Task. Please return everything from "Before reading this" down to "preamble, Please enjoy." in the hotel story below, copied word for word.

Page text.
Wednesday, September 16, 2015

Comrade Sooty

Before reading this tale I feel a few points need to be made. First off, this actually happened a few years ago while I was night portering in a hotel near where I live. Second the mention of 'Sooty' was a glove puppet from the TV of my childhood. The rest is just me being me and just wanting to entertain the hell out of you all. So without any more preamble, Please enjoy.


**********************************


At 5:16am and twenty two seconds precisely the phone rang as I was passing the reception of a hotel I was night portering for while I was resting between commissions.

I picked it up and announced my heartiest salutations for the day, and was answered by a crisp German lady.
“Goot Mornink” she began “dis is der Von Applestruddels in room 56 unt ve are haffing trouble mit der television”
“I’m sorry to hear that” I replied, “and what seems to be the problem?”
“It is not doink vot it says unt der tin lid---Perhaps you vill come unt sort it out, ya?”

Stored rows.

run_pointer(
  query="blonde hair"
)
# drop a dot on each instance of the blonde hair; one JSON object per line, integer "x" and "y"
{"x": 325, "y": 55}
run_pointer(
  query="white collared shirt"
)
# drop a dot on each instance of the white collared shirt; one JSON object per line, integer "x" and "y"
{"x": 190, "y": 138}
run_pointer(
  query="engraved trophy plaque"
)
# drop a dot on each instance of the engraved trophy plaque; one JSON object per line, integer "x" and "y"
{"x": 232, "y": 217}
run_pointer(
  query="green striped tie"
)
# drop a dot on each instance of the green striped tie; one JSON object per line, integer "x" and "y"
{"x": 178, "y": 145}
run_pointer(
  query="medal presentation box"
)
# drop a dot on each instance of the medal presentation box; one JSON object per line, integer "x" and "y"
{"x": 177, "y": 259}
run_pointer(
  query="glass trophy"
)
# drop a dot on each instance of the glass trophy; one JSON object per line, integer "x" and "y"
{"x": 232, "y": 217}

...

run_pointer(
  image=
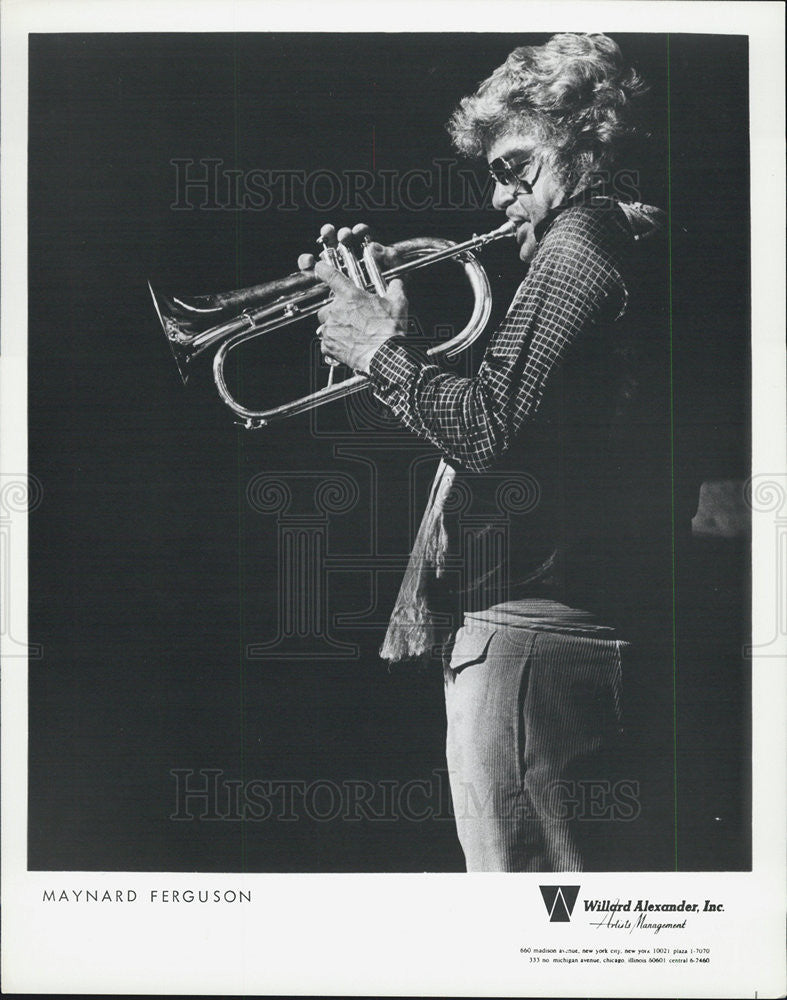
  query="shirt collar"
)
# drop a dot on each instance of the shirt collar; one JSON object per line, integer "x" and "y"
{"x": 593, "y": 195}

Task result.
Before reading this tale I feel a few points need to be made. First off, this actually happened a few years ago while I was night portering in a hotel near where I live. Second the mention of 'Sooty' was a glove puppet from the TV of my childhood. The rest is just me being me and just wanting to entertain the hell out of you all. So without any more preamble, Please enjoy.